The use of performance management should be a last resort made with full consideration of all the alternatives and as an admission that either the recruiting process failed the organisation, or the organisation failed the employee in some way. One of the alternatives include the retraining of the employee to meet the skills required of the position they were employed to do or are now required to do within there capabilities. If the employee’s capabilities are the issue, then career development processes need to be used to provide the employee with work processes that meet their abilities. Where training or redeployment are not effective, performance management should be used to efficiently resolve the issue without delay and with full knowledge that the likely outcome is either sufficiently improved performance, termination of employment or unreasonable behaviour that may lead to bullying.

Without proper training the performance management process can cause bullying where the supervisor extends the process beyond a reasonable time frame through their unwillingness to make the tough decision to terminate the employee’s employment. Alternatively, delays may take place through the supervisor’s lack of skill or experience to a point where it results in unreasonable action which poses a risk of bullying. The proper application of performance management includes conflict resolution skills, together with anti-bullying and conflict de-escalation techniques. This is because the process will usually result in conflict which is likely to escalate as a result of the severity of the likely consequences including termination of employment for the employee.

Supervisors are often put in the position of performance management of their staff without enough training or experience at the request of the supervisor’s own manager. Without proper conflict de-escalation skills, the supervisor may also be subject to reverse bullying where the power advantage of the supervisor over the employee’s employment is reversed. In this case the employee may focus attention on the supervisor’s failure to resolve the issue as the organisation or their senior manager expects. This shift in the power relationship is consistent within any conflict where the party whose argument is the stronger holds the superior power in the conversation. As points are successfully made by the parties the power balance shifts from person to person. Prolonging the conflict for an unreasonable time or escalation to unreasonable behaviour creates the conditions for bullying to occur. The key to recovering a productive discussion is the use of conflict de-escalation strategies and without these skills supervisors can find themselves inadvertently bullying employees without any intention of doing so.

**EXERCISE REQUIREMENTS**
- a) What skills does the proper application of performance management include, according to the text on performance management and bullying?
- b) Summarize the text on performance management and bullying in two sentences.
- c) Carry on the text about performance management and bullying, picking up after its final sentence.

**DATA SEGMENT**
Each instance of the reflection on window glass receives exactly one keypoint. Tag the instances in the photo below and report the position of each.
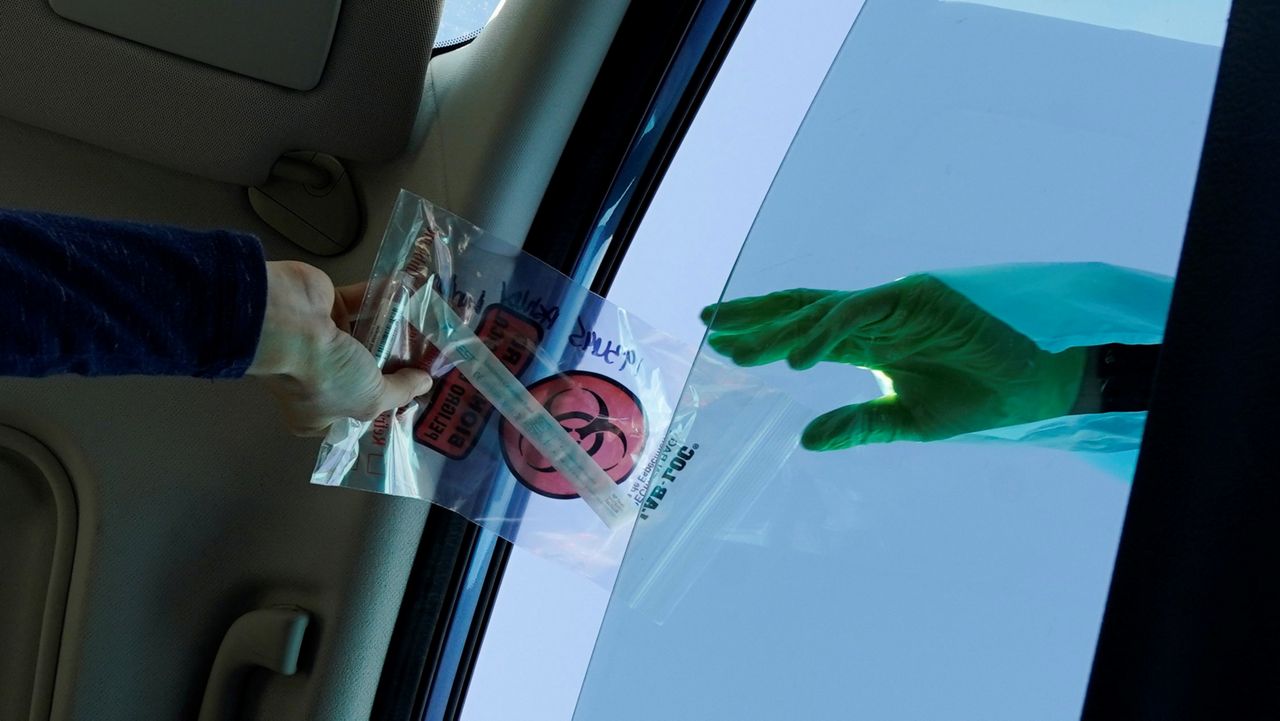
(984, 205)
(462, 19)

**THE RESULTS**
- a) Conflict resolution skills, together with anti-bullying and conflict de-escalation techniques.

- b) Performance management should be a last resort, used only when retraining or redeployment have not worked, and then carried out efficiently and without delay. Supervisors who lack training, experience, or conflict de-escalation skills can prolong or escalate the process, which creates the conditions for bullying, including reverse bullying of the supervisor.

- c)
The legal ramifications of getting performance management wrong include claims of bullying, discrimination or adverse action and particularly unfair dismissal in the Fair Work Commission. The frequency of unfair dismissal claims particularly reflects the extent of this problem rather than the problem of deliberate acts of bullying by supervisors. The tendency for reverse bullying in cases of uncontrolled conflict is likely to urge a terminated employee to make an unfair dismissal claim in retaliation for perceived bullying during the performance management process regardless of the likelihood of success. Ensuring employment contracts support performance management decisions is also vital to protect against legal action. However, the legal costs and loss of witness’s productivity in these claims can be substantial, regardless of any payment for a successful judgement.

The key to performance management without bullying includes implementation of proper policies and application of those policies. Proper training in conflict management and emotional awareness is essential to the process. Choosing the most appropriate course of action before performance management commences, is essential where acceptance of the current level of performance, career development or training would have been more appropriate for the employee in the circumstances.